* _Text to read_:
--- Start ---
0. Overview

What is evaluation to you? What are the first notions that come to your head when you read this word?

Perhaps, you think about impact measurement.

Or about performance reviews and KPIs.

Or about testing whether a desired outcome has been achieved, and how.

What is the essence of evaluation for you?

E-Valuation

To us at Prisma, evaluation is a practice. Just like acting is, capacity-building is, writing is, and all other practices that make up any collective endeavour.

What would the verb in motion be for evaluation, if you didn't think about it.

It would be valuing.

Evaluation, therefore, can be considered the act of 'valuing'.

And the 'e'? It stands, as it does in science - for energy.

E-valuation is the practice of valuing energy flows. This is ultimately what any stakeholder is doing when they evaluate any effort that has been undertaken. They are considering the energy that has been put in, comparing the outcomes generated against what was desired, and conducting an analysis of the value generated.

Purpose

At prisma, our mission is to enabling collectives to undertake intentional action-learning journeys, imbue them with regenerative potential, and make visible the value generated therein for the evolution of multiple levels of stakeholders and orders of systems.

The purpose of evaluation then, is to assist this endeavor in three ways: 1. To enable the groups undertaking these journeys to be clear about what they are valuing 2. To provide tools that make visible the value being generated, and inform analyses and insights that enhance future group endeavors as well as the broader ecosystem of systems change experiments. 3. To enhance the ability of the group to grow as a system by weaving in insights from their own behavior into organizational and personal development

Perspective

As should be evident from the broader narrative of prisma, we are grounded in an ethos of co-creation. That is to say, we are vehemently opposed to the notion of prisma being seen as a parachuting service provider that is flown in by an organization to meet a need, deploys its machinery, derives the required results and leaves with little to no long-term programming in place.

Rather, we see our work as that of facilitators who work with the People, Place and Practice to concoct the ideal recipes for long term, systemic catalysis.

As such, we hold the following perspectives towards evaluation:

  1. Co-creative: What shall be evaluated (variables), how it will be measured (metrics), what level of growth is expected (standards) are all decided in consensus with the community - with processes tailored to match local decision-making practices and actively pulled towards greater self-organization.
--- End ---
* _Data shown_:
--- Start ---
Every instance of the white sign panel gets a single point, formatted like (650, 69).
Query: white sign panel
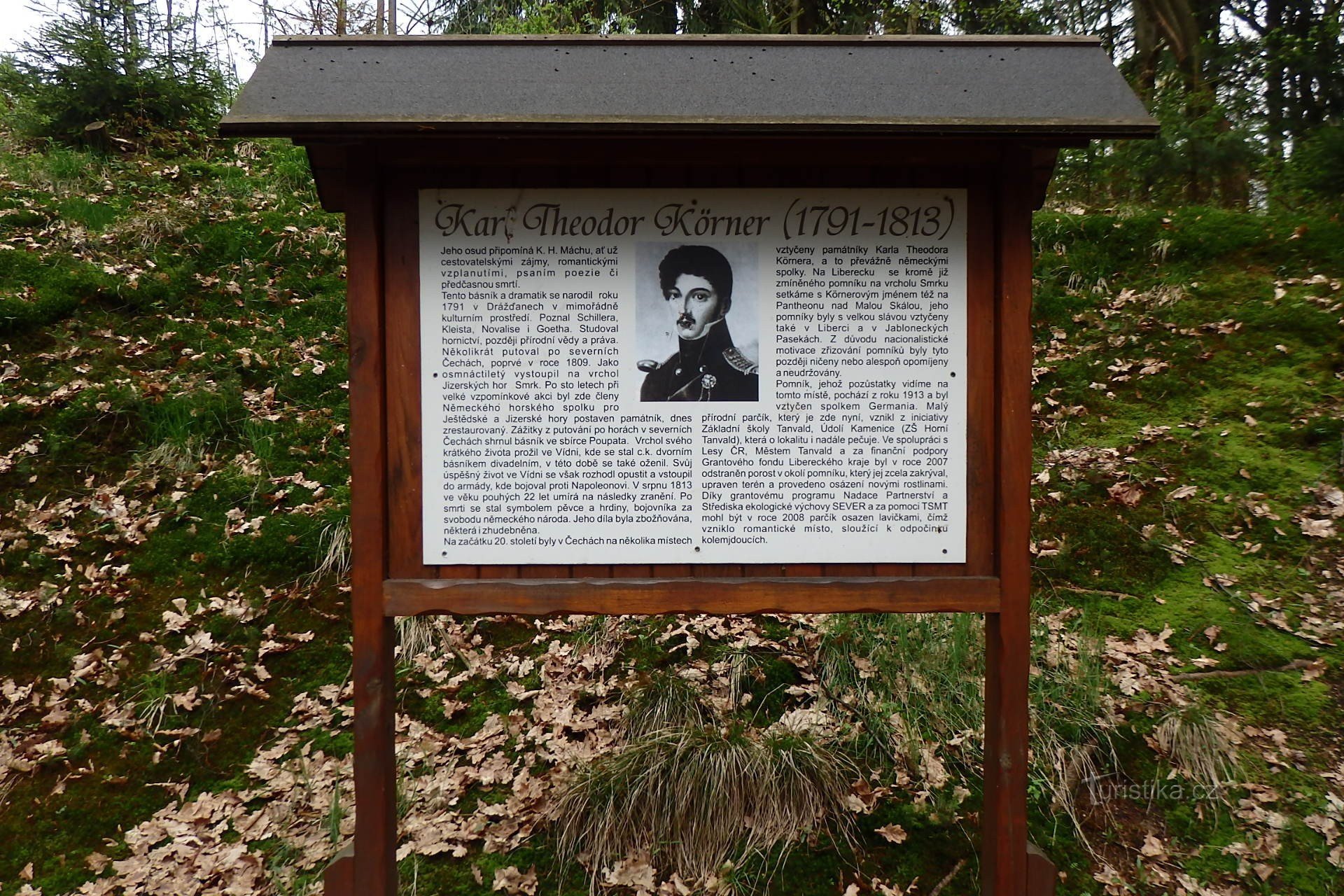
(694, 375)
--- End ---
--- Start ---
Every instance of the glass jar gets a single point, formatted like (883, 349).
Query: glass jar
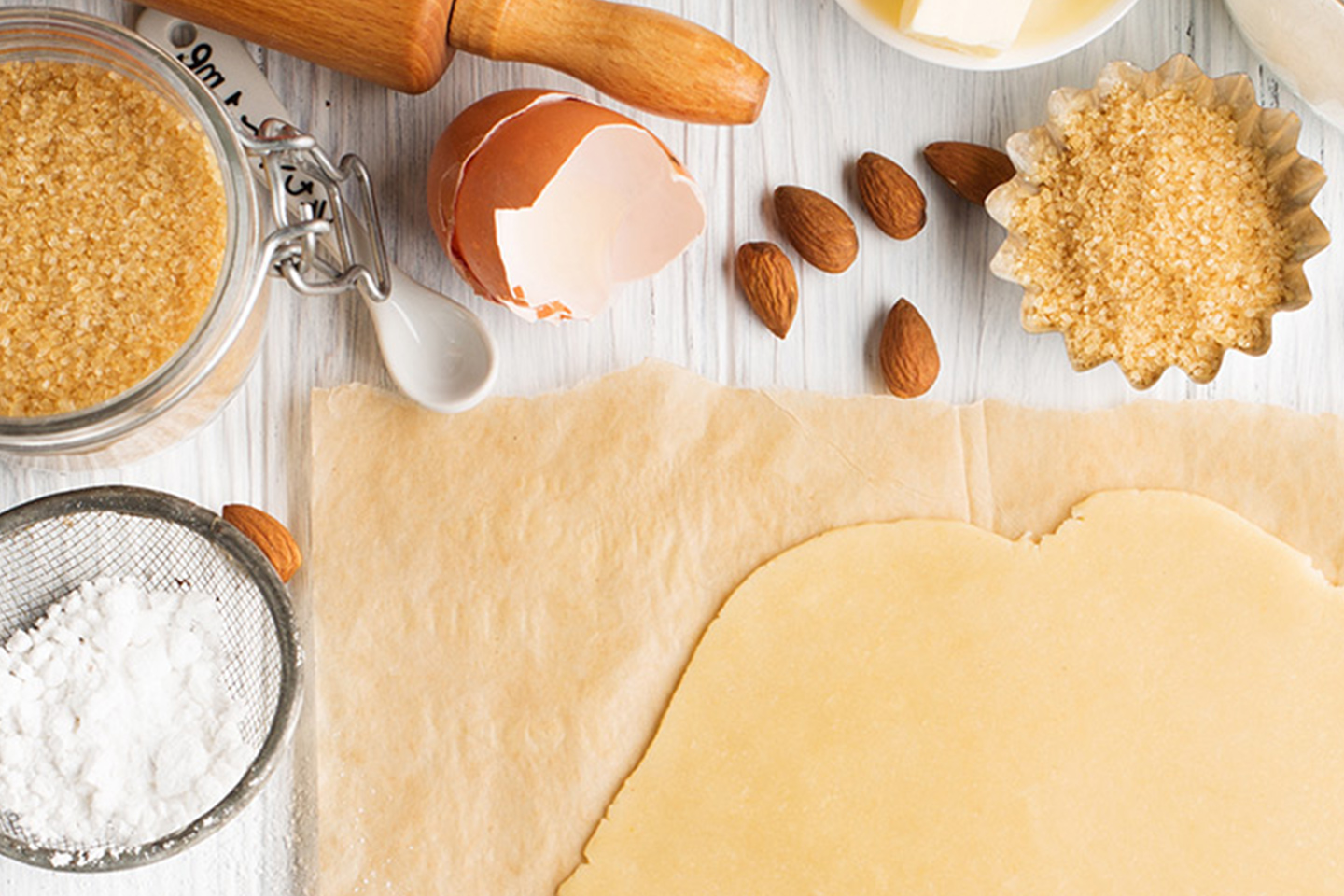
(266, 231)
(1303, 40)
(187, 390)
--- End ---
* _Direction 1_: In the evaluation overview, what does the "e" in e-valuation stand for?
* _Direction 2_: Count how many lines of the records contain the word "single". Give only the number.
The text and the records are unrelated to each other.

* _Worked solution 1_: Energy.

* _Worked solution 2_: 2